┌─ Extract to read

Sensory Sensations

Anna: Sense stimulation  – What do I see on our first day in Varanasi?

I spy with my little eye… too much to comprehend! From the moment we landed in Varanasi, we were met with difference in vision from the all too familiar surroundings of the Saadiyat bubble.

The initial thing that catalyzed the realization of having left the comfort of our bubble behind was the vision that awaited us upon exiting the plane; a black cloud of smog hanging in the air with an even more unpleasant smell accompanying it. In the not so far distance from the landing strip were houses – or rather huts I should describe it as for you to conjure up more accurate mental images. It was a slum. I was overwhelmed to be met with such so close to where the plane had landed, but I guess with a population of 1.2 billion space optimization is crucial.

It only got more crowded and mind-blowing as we headed towards the city center on rickshaws. This activity seemed to be intriguing my peers as well.

It was a special feeling observing all this passing by as we rode down the bumpy roads and alleyways of the intricate streets of Varanasi. I felt so exposed to my surroundings yet protected by the confines of the transportation I was on. The times where a motorcycle or tuctuc would come a little too close my heart would skip a beat and I would become acutely aware of my environment.

└─
┌─ Records supplied

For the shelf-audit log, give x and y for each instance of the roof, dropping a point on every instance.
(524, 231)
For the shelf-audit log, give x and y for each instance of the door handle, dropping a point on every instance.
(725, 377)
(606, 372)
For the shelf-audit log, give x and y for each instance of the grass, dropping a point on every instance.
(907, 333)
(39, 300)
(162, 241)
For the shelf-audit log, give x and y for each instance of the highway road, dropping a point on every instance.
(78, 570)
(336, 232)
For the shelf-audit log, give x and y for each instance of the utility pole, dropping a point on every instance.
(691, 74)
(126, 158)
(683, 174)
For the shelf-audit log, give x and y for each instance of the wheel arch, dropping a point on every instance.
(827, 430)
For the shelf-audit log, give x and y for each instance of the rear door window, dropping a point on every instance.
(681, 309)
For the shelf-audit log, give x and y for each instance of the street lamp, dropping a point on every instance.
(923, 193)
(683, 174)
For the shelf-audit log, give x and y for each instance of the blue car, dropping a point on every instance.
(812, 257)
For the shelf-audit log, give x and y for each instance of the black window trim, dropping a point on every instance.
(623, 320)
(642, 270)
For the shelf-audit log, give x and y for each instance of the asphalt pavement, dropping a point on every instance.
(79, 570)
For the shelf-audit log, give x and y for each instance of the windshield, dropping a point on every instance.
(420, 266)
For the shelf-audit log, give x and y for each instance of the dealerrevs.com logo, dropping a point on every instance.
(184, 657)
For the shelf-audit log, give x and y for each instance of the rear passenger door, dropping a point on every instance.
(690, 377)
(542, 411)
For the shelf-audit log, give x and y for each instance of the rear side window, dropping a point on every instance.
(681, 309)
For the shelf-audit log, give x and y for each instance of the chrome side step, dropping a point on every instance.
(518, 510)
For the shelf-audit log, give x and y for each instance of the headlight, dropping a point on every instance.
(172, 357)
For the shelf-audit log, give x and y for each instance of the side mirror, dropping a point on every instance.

└─

Duplicate the Varanasi passage word for word, from "I spy with my" to "the Saadiyat bubble.". The lines above are material separate from the Varanasi passage.

Result below >>
I spy with my little eye… too much to comprehend! From the moment we landed in Varanasi, we were met with difference in vision from the all too familiar surroundings of the Saadiyat bubble.